WORK TO BE COMPLETED: The response should contain all of the records, copied exactly, and none of the images.

PROVIDED ENTRIES:

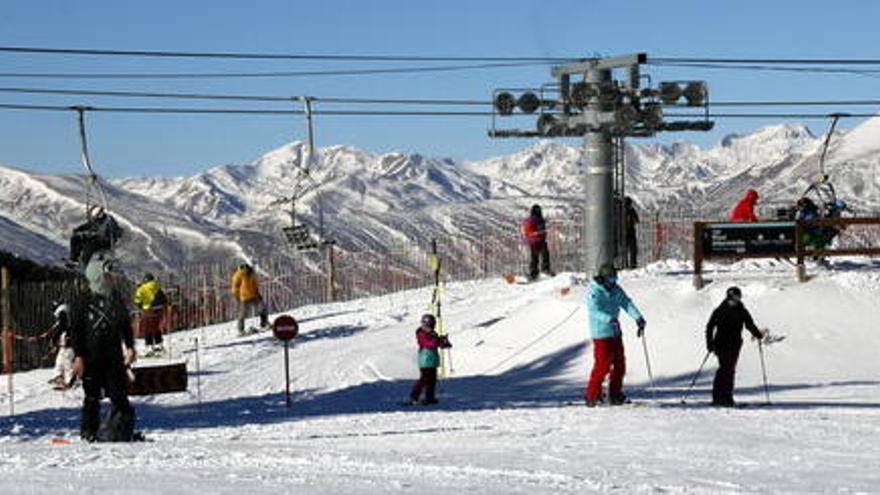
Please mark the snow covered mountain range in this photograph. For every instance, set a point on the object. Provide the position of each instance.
(373, 200)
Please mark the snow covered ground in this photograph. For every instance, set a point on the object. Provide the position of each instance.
(503, 425)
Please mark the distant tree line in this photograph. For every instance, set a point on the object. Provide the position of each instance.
(25, 270)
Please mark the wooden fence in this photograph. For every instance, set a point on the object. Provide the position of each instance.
(199, 295)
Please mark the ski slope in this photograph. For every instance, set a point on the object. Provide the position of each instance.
(503, 425)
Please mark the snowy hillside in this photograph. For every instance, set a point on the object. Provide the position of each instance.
(503, 425)
(373, 200)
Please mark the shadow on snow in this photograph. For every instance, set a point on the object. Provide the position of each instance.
(530, 386)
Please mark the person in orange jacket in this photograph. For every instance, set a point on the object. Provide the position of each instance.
(744, 211)
(246, 291)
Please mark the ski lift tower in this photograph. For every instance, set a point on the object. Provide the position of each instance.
(586, 100)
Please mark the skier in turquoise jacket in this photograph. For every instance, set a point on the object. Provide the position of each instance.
(605, 299)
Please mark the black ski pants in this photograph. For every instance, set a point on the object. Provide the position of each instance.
(428, 382)
(107, 379)
(538, 253)
(722, 387)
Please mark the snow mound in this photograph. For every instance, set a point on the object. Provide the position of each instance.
(520, 357)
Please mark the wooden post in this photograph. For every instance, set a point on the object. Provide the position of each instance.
(658, 237)
(8, 338)
(698, 255)
(329, 292)
(801, 270)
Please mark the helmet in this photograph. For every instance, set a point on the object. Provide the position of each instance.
(429, 321)
(96, 211)
(607, 270)
(734, 293)
(60, 309)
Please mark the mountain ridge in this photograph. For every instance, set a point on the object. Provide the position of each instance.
(370, 200)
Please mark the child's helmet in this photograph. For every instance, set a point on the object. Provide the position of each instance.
(429, 321)
(734, 293)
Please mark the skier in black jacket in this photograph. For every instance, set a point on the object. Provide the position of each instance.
(724, 338)
(100, 325)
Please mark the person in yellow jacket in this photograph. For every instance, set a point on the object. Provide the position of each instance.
(246, 291)
(150, 300)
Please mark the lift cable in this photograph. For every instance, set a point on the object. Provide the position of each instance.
(254, 111)
(281, 56)
(222, 75)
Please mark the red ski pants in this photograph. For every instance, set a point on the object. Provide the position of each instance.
(607, 357)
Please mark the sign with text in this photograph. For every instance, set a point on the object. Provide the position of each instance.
(749, 238)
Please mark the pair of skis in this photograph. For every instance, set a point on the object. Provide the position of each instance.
(435, 307)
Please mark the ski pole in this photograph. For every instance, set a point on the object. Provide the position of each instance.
(696, 375)
(648, 365)
(764, 370)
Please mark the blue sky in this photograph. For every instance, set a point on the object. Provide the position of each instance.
(126, 145)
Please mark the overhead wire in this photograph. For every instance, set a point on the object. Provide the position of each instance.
(228, 75)
(233, 111)
(393, 101)
(239, 97)
(792, 61)
(280, 56)
(753, 67)
(260, 111)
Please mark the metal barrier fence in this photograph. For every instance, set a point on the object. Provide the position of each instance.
(200, 295)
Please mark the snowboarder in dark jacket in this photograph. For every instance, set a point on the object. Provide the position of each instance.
(100, 325)
(99, 233)
(724, 338)
(429, 360)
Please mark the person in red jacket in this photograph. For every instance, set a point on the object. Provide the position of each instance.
(744, 211)
(534, 230)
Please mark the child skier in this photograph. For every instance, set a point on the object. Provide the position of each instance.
(724, 338)
(605, 299)
(429, 360)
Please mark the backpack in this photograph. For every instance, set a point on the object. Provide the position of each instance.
(160, 299)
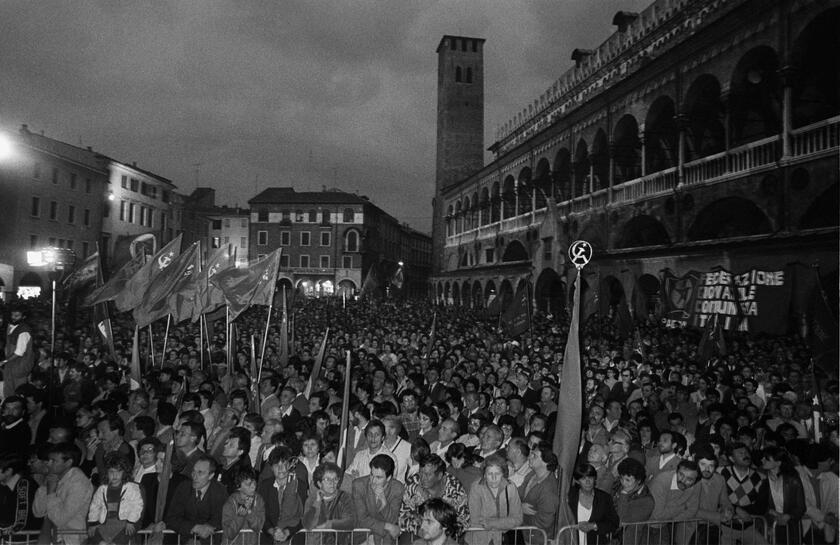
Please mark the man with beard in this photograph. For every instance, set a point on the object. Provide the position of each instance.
(20, 357)
(675, 497)
(15, 433)
(715, 506)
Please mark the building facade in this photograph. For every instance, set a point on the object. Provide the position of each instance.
(137, 202)
(698, 135)
(52, 196)
(229, 226)
(331, 239)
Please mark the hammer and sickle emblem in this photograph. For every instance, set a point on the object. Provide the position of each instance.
(580, 253)
(164, 261)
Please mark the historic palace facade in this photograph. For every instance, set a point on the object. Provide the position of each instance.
(701, 134)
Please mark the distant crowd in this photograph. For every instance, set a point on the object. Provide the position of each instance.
(449, 430)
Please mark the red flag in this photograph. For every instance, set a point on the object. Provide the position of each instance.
(569, 412)
(249, 285)
(517, 318)
(210, 297)
(134, 292)
(117, 282)
(177, 273)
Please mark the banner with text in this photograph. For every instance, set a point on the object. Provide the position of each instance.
(753, 300)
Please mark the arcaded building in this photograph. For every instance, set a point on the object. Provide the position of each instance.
(701, 136)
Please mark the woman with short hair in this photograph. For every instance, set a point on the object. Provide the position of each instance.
(494, 504)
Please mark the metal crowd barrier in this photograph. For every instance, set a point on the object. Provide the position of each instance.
(755, 531)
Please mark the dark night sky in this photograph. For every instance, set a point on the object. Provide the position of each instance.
(300, 93)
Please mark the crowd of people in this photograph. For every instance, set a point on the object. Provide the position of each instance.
(448, 430)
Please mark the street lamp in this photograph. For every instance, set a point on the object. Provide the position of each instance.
(55, 260)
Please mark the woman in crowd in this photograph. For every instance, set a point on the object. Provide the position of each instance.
(592, 508)
(327, 508)
(633, 501)
(494, 504)
(784, 493)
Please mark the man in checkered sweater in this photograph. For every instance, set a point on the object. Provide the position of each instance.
(743, 485)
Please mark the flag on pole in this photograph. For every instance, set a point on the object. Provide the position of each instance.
(284, 333)
(371, 283)
(208, 296)
(134, 292)
(345, 416)
(431, 344)
(517, 318)
(623, 321)
(712, 340)
(822, 330)
(175, 276)
(84, 276)
(316, 368)
(569, 411)
(135, 357)
(117, 282)
(101, 317)
(251, 285)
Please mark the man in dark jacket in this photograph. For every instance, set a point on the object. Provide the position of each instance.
(196, 506)
(19, 354)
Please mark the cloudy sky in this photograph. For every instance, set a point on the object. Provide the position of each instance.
(309, 93)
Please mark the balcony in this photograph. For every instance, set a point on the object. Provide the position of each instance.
(806, 143)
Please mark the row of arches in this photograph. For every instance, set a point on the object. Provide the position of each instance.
(723, 218)
(706, 121)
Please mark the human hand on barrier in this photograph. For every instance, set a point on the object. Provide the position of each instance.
(392, 529)
(587, 526)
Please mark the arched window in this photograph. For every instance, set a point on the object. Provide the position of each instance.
(351, 242)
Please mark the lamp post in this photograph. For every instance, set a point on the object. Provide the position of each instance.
(56, 261)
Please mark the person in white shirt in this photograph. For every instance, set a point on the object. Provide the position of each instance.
(399, 448)
(360, 467)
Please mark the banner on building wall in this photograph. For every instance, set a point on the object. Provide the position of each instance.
(755, 300)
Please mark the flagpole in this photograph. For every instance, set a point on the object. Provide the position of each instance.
(152, 347)
(201, 342)
(165, 338)
(345, 410)
(268, 323)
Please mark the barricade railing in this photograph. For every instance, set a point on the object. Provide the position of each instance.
(520, 535)
(753, 531)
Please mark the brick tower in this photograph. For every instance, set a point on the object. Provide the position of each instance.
(460, 125)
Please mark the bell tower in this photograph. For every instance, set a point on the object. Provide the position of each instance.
(460, 123)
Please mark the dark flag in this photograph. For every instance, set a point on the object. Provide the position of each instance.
(822, 330)
(177, 272)
(517, 318)
(117, 282)
(623, 321)
(398, 279)
(101, 317)
(83, 278)
(712, 340)
(134, 292)
(316, 368)
(431, 344)
(249, 285)
(371, 283)
(569, 411)
(209, 297)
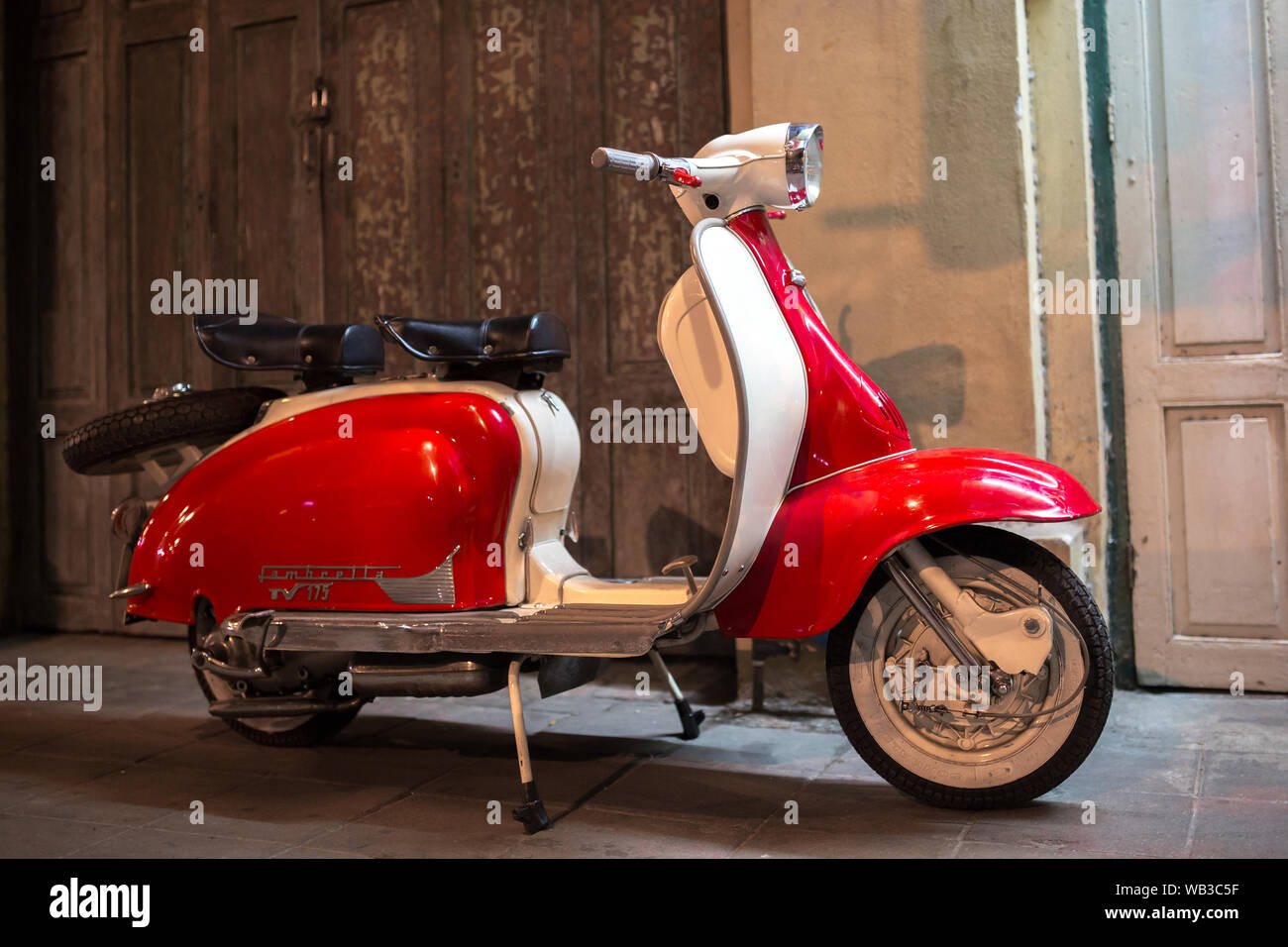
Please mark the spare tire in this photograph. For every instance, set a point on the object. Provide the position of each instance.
(115, 442)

SOLUTION FOR THIS EXERCISE:
Please mark the snow covered mountain range in this photograph. For every instance, set a point on the object. Provide the position of each instance.
(373, 200)
Please mark the snow covered ground in this photograph. For every instance, set a point on the object. Provide the position of each instance.
(503, 425)
Please mark the distant tree line in this photograph. For every instance, set a point on the object. Provide the position of each instance.
(25, 270)
Please mark the wooden fence in this photograph. For every instance, set a point on the object. Provide the position of each instance.
(199, 295)
Please mark the ski slope in this photograph. For every instance, set a point on the object. Provide the position of each instance.
(503, 425)
Please mark the snowy hillside in this photograph. For every instance, set a point on the object. Provide the position of each instance.
(503, 425)
(373, 200)
Please mark the shadow on snow in this photograph. For every instance, set a point on the object. Provide the position of each instance.
(530, 386)
Please mark the person in orange jacket in this photograph. For every instance, set a point on the object. Provide the position of each instance.
(744, 211)
(246, 291)
Please mark the ski lift tower in this photograph. For every instance, set a point on the object. Provide the position of each instance.
(586, 100)
Please mark the skier in turquoise jacket in this photograph. For every instance, set a point on the object. Provide the position of each instance.
(605, 299)
Please mark the black ski pants in this photograph. For every instance, set a point on the object. Provide the position of each instance.
(428, 382)
(107, 379)
(538, 253)
(722, 387)
Please mark the snow mound in this photograph. For every instance, set a point on the object. Provide the position of each instance.
(520, 357)
Please mark the wooden post in this photograph. For every instance, set a point on the object. Provide the position of each instance.
(658, 237)
(8, 338)
(698, 255)
(329, 292)
(801, 270)
Please mark the helmet in this photograph. For every instance, set a point on the object. Provide the position of each instance.
(429, 321)
(96, 211)
(607, 270)
(734, 293)
(60, 309)
Please mark the mountain ridge in this photograph. For every instance, set a point on the object. Provide the position of each instance.
(370, 200)
Please mark the child's helmet in this photograph. For every instance, set a point on the object. Provide the position of each instance.
(429, 321)
(734, 293)
Please mark the skier in black jacket in this photograph. For every instance, set a point on the object. Provide the position of each instance.
(724, 338)
(100, 325)
Please mark the person in yellow jacket in this photograph. For every instance, set a point on the object. Provide the position of each instance.
(246, 291)
(150, 300)
Please mark the lift cable in this photograph. For every instance, set a point on the object. Provide the position of each instance.
(254, 111)
(281, 56)
(222, 75)
Please mark the red ski pants in this photograph. For every instance, set a point on the object. Provide the position of each instance.
(607, 357)
Please mark the sign with text in this photograph. For every instance, set a point on the object. Provide the position of each instance.
(749, 238)
Please mark the pair of skis in this photograph. For every instance, set a point on the object. Provide the position of each instance.
(435, 307)
Please mark the ski pole in this photograph. For every instance, set a point on the object. Provide the position of each instance.
(696, 375)
(648, 365)
(764, 370)
Please mark the blue sky in this photograph. For every instance, set a point on the object. Provide the position of each instance.
(126, 145)
Please mark the overhead wire in this photograph. For every instance, set a point on the object. Provide the position of each instance.
(228, 75)
(233, 111)
(393, 101)
(239, 97)
(792, 61)
(280, 56)
(753, 67)
(260, 111)
Please mark the metal barrier fence in this photograph. For every instance, set a point on the object. Provide the position of each instance.
(200, 295)
Please mark the snowboarder in dark jacket in this photograph. For every instance, set a point on the object. Provide the position of each instance.
(100, 325)
(99, 233)
(724, 338)
(429, 360)
Please mark the person in red jacket in this photograph. For every instance, set a point on the object. Provide the position of each instance.
(744, 211)
(534, 230)
Please mark the child skier in this photograph. For every instance, set a point on the object. Provide the position of each instance.
(724, 338)
(605, 299)
(429, 360)
Please mark the backpack in this photograph. For every instance, set a point on the object. Provide the position of each instance.
(160, 299)
Please mark the man with beard in this photograph. For every instance, set a point on the object. Provide the position of each instance.
(20, 357)
(675, 497)
(15, 433)
(715, 506)
Please mark the building facade in this photograph. For every instance, set a point on the object. Provide the position of each instance.
(137, 202)
(698, 135)
(52, 196)
(229, 226)
(331, 239)
Please mark the hammer and sickle emblem in this photograph. For every instance, set a point on the object. Provide the position of each instance.
(580, 253)
(164, 261)
Please mark the historic palace facade in this photograph. For every instance, set a point on the object. Provide the position of each instance.
(701, 134)
Please mark the distant crowd in this photograph. For every instance, set a point on the object. Provide the position of each instance.
(449, 430)
Please mark the red flag in this photograph. For every instance, set a point on the object. Provide the position of each instance.
(569, 412)
(249, 285)
(517, 318)
(210, 297)
(134, 292)
(117, 282)
(177, 273)
Please mark the banner with text in this photograph. For every instance, set a point on the object. Provide the position of each instance.
(753, 300)
Please mark the arcaded building in this photograph. For every instance, set a point on the object. Provide the position of each instance.
(701, 136)
Please mark the woman with short hair in this photograph. For every instance, set a point on the object. Provide the position of each instance.
(494, 504)
Please mark the metal crowd barrier in this photograph. For every instance, set a point on the object. Provide the position of each instance.
(755, 531)
Please mark the dark night sky in this photograph. For every instance, set a point on the object. Provide the position of each instance.
(300, 93)
Please mark the crowd of people in this photograph. For every instance, set a point on the object. Provide the position of each instance.
(448, 430)
Please mark the street lamp in this photograph. For every instance, set a point on the object. Provide the position of each instance.
(55, 260)
Please mark the woman in crowd in this photograph. For every instance, set a point on the object. Provide the position of each instance.
(592, 508)
(327, 508)
(633, 501)
(494, 504)
(784, 493)
Please mark the man in checkered sweater in this photograph. For every instance, set a point on the object. Provide the position of each instance.
(743, 485)
Please mark the flag on pole in this photograph. For every instance, set a point on the object. Provide the position of each instance.
(284, 333)
(371, 283)
(208, 296)
(134, 292)
(345, 416)
(431, 344)
(517, 318)
(623, 321)
(712, 340)
(822, 330)
(175, 276)
(84, 276)
(316, 368)
(569, 411)
(135, 357)
(117, 282)
(101, 317)
(251, 285)
Please mark the man in dark jacket in this photograph. For every instance, set a point on the object. Provide the position of each instance.
(196, 506)
(19, 354)
Please mark the cloudy sky in this photograph. For every instance, set a point on the object. Provide the position of each instance.
(309, 93)
Please mark the balcony in this photograph. For every instance, set a point on the object. Provide the position of each instance.
(806, 143)
Please mark the row of arches in this photograph. For every instance, set a point on the object. Provide the position of each instance.
(723, 218)
(706, 121)
Please mark the human hand on barrier in this photograph. For every instance, set a point on the object. Provide the position of each instance.
(392, 529)
(587, 526)
Please mark the arched window in this photograph. For every instance, set a point on the object. Provide the position of each instance.
(351, 242)
Please mark the lamp post in this photograph. For every instance, set a point on the object. Provide the position of each instance.
(56, 261)
Please mark the person in white shirt in this photograph. For every instance, set a point on the object. Provide the position of each instance.
(399, 448)
(360, 467)
Please mark the banner on building wall in this photograph. For every instance, set a point on the object. Provide the position of each instance.
(755, 300)
Please mark the flagpole in this photograph. For every instance, set a point on the object. Provide the position of each instance.
(152, 347)
(201, 342)
(165, 338)
(345, 410)
(268, 323)
Please mark the barricade railing in this photograph. For every instance, set a point on the object. Provide the position of each instance.
(520, 535)
(753, 531)
Please mark the brick tower in this photograph. For every instance, set a point on the object. Provide the position of each instance.
(460, 125)
Please mark the bell tower in this photograph. For every instance, set a point on the object. Provide the position of each instance.
(460, 123)
Please mark the dark flag in this photograph. For every instance, set a point on the object. Provide the position of each instance.
(822, 330)
(177, 272)
(517, 318)
(117, 282)
(623, 321)
(398, 279)
(101, 317)
(83, 278)
(712, 340)
(134, 292)
(316, 368)
(431, 344)
(249, 285)
(371, 283)
(569, 411)
(209, 297)
Please mark the spare tire in this photograph. For every instance, set a point on the object. Provide the position of each instance.
(115, 442)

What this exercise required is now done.